> EXERCISE BRIEF:
In the data below, find every line with the word "straw" and copy it.

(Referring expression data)

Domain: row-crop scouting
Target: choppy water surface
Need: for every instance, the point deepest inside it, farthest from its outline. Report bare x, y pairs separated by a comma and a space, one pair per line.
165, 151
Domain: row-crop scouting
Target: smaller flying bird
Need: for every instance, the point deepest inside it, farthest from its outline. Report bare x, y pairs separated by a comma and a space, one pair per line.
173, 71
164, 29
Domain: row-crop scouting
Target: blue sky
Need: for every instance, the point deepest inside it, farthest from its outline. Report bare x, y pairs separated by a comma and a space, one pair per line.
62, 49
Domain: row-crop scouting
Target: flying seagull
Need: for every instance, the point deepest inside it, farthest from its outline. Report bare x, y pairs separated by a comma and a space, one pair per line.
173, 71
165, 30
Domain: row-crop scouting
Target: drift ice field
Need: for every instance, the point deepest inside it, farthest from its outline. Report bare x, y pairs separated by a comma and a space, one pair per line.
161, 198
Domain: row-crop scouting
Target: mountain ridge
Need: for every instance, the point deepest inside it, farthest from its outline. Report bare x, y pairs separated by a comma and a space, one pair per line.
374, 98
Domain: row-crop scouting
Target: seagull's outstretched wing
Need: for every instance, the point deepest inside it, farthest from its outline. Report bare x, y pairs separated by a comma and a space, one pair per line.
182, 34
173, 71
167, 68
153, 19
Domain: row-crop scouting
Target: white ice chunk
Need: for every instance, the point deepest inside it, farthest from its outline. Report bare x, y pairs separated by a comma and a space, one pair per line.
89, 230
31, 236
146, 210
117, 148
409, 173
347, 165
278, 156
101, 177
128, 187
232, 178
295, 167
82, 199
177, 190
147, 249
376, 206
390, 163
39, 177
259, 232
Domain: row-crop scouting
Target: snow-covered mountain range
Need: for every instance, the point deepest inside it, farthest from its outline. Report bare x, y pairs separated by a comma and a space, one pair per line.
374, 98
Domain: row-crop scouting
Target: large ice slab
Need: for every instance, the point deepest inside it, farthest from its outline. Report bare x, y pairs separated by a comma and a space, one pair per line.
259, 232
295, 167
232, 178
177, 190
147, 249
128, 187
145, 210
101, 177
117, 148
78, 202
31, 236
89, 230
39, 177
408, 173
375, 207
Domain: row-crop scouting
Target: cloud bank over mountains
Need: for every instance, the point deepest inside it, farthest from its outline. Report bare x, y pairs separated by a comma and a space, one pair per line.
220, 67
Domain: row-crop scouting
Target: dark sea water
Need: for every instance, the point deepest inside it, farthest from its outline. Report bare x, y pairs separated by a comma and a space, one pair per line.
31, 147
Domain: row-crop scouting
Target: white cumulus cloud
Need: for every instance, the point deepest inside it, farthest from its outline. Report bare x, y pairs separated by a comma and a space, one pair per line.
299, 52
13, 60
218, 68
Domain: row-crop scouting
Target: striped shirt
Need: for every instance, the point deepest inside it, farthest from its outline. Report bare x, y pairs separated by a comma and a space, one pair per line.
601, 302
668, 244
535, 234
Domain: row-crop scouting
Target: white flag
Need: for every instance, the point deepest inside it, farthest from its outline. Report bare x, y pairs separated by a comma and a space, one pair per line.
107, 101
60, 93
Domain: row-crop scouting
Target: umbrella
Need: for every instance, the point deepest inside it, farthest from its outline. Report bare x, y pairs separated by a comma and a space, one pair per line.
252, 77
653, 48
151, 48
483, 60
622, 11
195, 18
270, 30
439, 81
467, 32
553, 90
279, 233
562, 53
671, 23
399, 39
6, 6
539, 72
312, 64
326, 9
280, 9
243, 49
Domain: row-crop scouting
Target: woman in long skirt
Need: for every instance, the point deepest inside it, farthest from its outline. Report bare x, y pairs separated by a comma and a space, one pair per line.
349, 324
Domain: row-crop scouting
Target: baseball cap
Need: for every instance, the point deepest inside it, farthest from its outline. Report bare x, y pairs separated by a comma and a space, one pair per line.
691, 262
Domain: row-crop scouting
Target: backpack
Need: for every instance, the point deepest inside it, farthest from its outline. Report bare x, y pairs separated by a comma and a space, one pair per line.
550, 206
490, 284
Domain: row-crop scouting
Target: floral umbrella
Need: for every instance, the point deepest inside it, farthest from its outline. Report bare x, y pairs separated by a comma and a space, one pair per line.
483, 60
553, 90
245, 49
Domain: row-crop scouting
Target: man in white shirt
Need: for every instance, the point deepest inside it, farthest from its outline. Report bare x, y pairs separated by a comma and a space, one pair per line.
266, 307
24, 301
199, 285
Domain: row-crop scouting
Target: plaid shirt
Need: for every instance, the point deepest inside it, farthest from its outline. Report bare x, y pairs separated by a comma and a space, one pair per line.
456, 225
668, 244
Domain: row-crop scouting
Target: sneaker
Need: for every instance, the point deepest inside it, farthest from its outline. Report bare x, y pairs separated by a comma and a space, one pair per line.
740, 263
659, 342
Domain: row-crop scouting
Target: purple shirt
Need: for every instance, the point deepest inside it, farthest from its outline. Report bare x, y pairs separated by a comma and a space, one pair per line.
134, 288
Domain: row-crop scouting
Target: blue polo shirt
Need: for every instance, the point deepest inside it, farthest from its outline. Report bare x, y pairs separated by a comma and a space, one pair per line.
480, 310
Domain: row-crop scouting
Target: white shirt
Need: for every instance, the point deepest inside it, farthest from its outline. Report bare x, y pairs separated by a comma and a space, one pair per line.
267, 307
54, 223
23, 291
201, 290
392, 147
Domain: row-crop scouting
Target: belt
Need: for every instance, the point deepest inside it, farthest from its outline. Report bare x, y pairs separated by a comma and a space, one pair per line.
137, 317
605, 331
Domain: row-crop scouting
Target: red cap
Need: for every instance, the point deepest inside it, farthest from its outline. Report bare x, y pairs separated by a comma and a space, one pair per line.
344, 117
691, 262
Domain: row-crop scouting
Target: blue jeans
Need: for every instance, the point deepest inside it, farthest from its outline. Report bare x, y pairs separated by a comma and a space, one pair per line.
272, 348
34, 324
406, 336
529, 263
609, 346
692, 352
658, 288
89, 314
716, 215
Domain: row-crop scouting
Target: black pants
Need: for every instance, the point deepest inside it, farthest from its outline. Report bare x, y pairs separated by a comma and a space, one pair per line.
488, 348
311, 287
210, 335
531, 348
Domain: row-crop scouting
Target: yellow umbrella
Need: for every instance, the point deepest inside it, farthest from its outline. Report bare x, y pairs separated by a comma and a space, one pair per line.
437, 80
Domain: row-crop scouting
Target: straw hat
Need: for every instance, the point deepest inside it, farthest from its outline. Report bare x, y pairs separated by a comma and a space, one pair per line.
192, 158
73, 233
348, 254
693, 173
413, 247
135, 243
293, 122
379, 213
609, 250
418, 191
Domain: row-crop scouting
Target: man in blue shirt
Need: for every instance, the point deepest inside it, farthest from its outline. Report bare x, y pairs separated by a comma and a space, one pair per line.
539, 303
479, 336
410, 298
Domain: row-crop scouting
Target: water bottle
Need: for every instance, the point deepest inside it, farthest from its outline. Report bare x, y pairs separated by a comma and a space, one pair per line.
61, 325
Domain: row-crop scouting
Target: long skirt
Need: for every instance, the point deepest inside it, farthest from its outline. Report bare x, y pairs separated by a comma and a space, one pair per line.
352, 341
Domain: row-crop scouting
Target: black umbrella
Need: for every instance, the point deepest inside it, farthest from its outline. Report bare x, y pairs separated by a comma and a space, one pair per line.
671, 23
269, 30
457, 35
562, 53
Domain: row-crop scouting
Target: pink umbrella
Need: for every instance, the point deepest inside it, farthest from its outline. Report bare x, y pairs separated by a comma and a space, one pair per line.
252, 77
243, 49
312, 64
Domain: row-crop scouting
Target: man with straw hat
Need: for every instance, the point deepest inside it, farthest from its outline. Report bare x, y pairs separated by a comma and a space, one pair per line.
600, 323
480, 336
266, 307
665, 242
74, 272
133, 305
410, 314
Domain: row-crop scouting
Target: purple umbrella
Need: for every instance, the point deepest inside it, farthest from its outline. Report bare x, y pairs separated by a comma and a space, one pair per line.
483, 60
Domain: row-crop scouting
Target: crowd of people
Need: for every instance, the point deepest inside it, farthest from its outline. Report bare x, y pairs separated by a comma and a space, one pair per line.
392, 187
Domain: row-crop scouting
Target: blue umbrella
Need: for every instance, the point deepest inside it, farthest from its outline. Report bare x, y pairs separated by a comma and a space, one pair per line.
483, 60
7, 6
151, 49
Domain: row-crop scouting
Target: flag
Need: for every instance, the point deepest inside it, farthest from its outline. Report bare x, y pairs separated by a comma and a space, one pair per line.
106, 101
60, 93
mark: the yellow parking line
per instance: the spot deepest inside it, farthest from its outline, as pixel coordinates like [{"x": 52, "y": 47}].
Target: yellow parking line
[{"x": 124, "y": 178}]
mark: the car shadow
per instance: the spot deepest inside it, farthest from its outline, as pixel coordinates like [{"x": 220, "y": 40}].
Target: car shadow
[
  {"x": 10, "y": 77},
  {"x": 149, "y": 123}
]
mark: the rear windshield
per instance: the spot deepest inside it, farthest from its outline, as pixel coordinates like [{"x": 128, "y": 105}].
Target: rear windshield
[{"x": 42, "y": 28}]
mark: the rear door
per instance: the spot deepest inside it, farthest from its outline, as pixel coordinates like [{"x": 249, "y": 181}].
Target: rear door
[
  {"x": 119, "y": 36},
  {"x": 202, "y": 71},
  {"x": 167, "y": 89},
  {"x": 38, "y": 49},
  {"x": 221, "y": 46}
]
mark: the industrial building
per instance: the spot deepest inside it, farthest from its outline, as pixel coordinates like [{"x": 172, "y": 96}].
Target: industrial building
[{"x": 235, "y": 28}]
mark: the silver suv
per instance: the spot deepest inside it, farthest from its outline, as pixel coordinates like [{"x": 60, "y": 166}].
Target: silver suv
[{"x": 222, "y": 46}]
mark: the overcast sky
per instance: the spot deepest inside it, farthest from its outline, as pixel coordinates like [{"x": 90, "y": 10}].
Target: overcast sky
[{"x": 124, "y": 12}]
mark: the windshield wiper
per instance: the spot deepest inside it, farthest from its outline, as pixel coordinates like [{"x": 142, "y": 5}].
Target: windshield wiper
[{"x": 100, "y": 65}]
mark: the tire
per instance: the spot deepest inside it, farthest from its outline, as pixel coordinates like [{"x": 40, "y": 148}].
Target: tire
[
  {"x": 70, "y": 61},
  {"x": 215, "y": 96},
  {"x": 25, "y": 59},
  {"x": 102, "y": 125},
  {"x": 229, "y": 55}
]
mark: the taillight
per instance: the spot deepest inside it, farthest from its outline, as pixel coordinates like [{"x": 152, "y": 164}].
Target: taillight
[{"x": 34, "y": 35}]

> RESPONSE TO THE EXERCISE:
Target: straw hat
Target: man with straw hat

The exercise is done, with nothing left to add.